### Your assignment
Write out all of the records exactly once more and skip the images.

* * * *

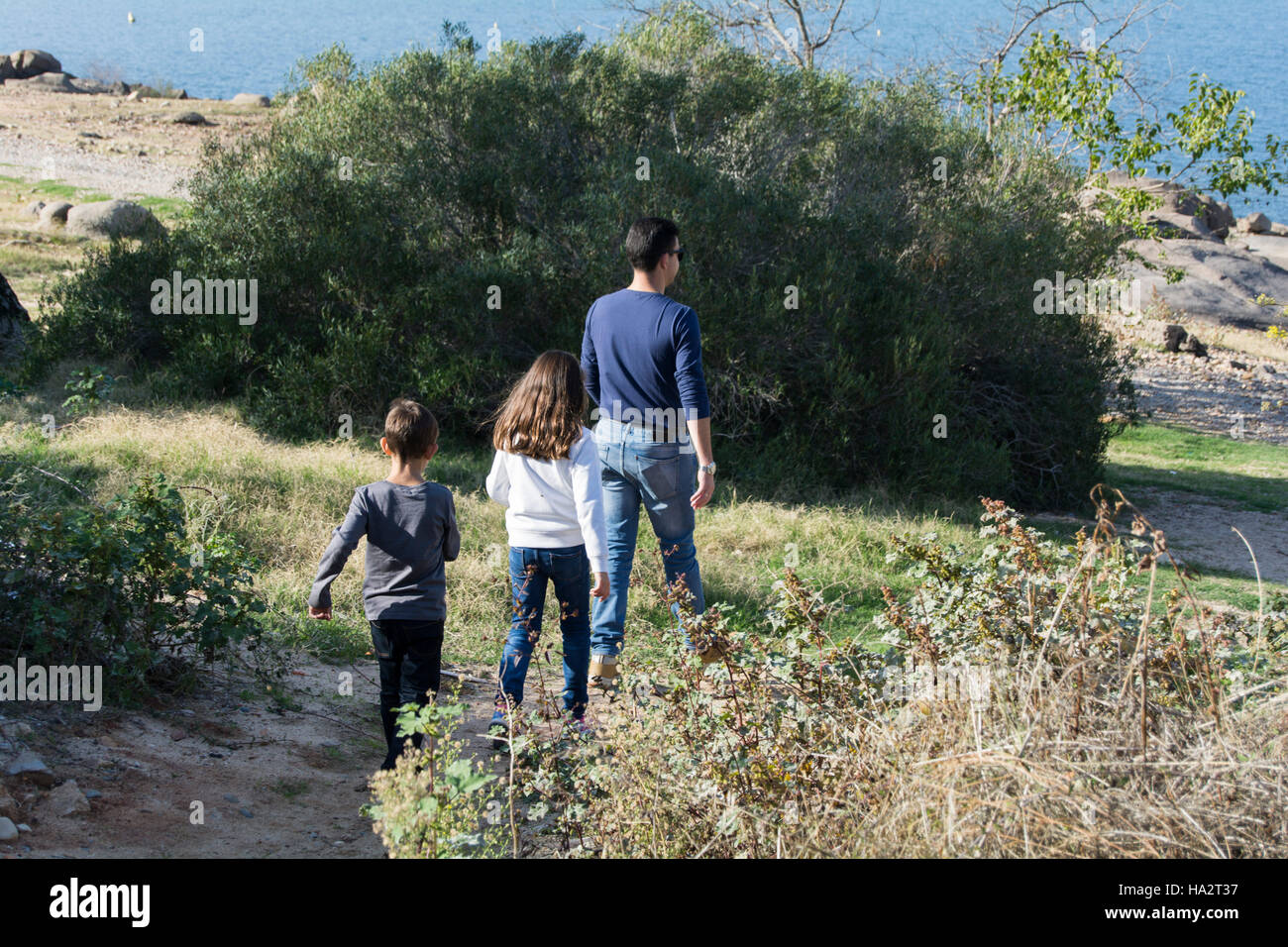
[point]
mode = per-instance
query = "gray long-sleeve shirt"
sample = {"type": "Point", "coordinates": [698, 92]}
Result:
{"type": "Point", "coordinates": [411, 532]}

* * * *

### Written response
[point]
mode = per-instance
query = "gray long-sleeve shirt"
sample = {"type": "Point", "coordinates": [698, 92]}
Result:
{"type": "Point", "coordinates": [411, 532]}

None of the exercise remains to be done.